■ **Task brief**: The data is to be transcribed in full, with nothing missed.
=====
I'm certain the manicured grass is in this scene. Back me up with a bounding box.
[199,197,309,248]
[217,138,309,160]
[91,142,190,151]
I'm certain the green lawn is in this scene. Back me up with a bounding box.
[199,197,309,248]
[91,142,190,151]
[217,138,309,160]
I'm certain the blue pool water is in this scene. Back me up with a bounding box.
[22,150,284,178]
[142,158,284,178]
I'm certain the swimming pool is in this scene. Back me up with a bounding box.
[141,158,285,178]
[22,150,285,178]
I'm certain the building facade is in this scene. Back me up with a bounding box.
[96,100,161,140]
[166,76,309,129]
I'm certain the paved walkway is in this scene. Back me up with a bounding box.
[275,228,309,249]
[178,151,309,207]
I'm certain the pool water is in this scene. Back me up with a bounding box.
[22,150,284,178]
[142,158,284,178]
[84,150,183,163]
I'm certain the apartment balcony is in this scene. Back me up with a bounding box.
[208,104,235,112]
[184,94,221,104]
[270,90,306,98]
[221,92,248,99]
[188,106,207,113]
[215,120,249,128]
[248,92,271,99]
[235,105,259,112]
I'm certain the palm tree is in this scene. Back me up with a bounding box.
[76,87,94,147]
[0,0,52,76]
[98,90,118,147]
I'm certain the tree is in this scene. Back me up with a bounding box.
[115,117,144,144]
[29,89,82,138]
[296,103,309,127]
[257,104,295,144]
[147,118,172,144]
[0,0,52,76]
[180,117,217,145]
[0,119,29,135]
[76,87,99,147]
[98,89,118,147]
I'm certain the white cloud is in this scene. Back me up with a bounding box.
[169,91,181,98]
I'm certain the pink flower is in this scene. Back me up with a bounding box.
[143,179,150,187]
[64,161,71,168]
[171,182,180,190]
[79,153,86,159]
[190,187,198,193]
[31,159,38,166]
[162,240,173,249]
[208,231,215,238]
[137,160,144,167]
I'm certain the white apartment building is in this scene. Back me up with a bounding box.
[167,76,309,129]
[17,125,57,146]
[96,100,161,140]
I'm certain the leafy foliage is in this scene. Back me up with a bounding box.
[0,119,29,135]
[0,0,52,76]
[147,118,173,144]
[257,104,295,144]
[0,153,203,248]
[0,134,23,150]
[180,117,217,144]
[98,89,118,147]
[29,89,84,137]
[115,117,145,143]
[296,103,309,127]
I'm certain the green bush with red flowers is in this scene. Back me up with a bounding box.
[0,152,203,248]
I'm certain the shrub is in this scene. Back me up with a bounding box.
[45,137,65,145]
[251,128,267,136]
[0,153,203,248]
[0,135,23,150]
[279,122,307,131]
=====
■ **Exercise output**:
I'm certain the manicured grass is in this scene. Back me up with a bounding box.
[199,197,309,248]
[217,138,309,160]
[91,142,190,151]
I'm certain the green lawn is in this scene. Back me up with a bounding box.
[199,197,309,248]
[91,142,190,151]
[217,138,309,160]
I'm certain the blue pool water is in this scene. Back me up with a bounding box.
[22,150,284,178]
[142,158,284,178]
I'm certain the swimming pool is in this scene. Back me up with a bounding box.
[141,158,285,178]
[22,150,285,178]
I'm certain the building facade is in this scene. Back me up with a bounding box.
[96,100,161,140]
[166,76,309,129]
I'm certain the paved walkway is in this scene. Back me up with a bounding box.
[275,228,309,249]
[178,151,309,207]
I'm certain the pool water is in this scene. Back me up with a bounding box.
[22,150,284,178]
[142,158,284,178]
[84,150,183,163]
I'm certain the apartment balcony is in this scene. Back me up with a bounding box.
[208,104,235,112]
[184,94,221,104]
[270,90,306,98]
[221,92,248,99]
[188,106,207,113]
[215,120,249,128]
[248,92,271,99]
[235,105,259,112]
I'm certain the palm tree is in this scene. Back me up with a bounding box.
[76,87,94,147]
[0,0,52,76]
[98,90,118,147]
I'm certain the tree is in this scene. Back me up with a bounding box.
[115,117,144,144]
[29,89,82,138]
[296,103,309,127]
[257,104,295,144]
[147,118,172,144]
[0,0,52,76]
[180,117,217,145]
[0,119,29,135]
[76,87,99,147]
[98,89,118,147]
I'm certain the white cloud is in this scene. Back me up with a bounding box.
[169,91,181,98]
I'm certain the pink flower is in this scene. Back me up with a bounding box.
[143,179,150,187]
[64,161,71,168]
[171,182,180,190]
[79,153,86,159]
[190,187,198,193]
[31,159,38,166]
[162,240,173,249]
[208,231,215,238]
[137,160,144,167]
I'm certain the white apartment building is in this scene. Back me up with a bounding box.
[167,76,309,129]
[17,125,57,146]
[96,100,161,140]
I'm certain the leafy foliage is in this scene. Back me up with a bounding box.
[0,119,29,135]
[0,0,52,76]
[147,118,173,144]
[257,104,295,144]
[0,153,203,248]
[0,134,23,150]
[180,117,217,144]
[98,89,118,147]
[29,89,84,137]
[115,117,145,143]
[296,103,309,127]
I'm certain the green bush with red flowers is in this scene. Back me up with a bounding box.
[0,152,203,248]
I'm certain the shrub is in this scene. Back me up with a bounding box.
[45,137,65,145]
[251,128,267,136]
[0,153,203,248]
[0,135,23,150]
[279,122,307,131]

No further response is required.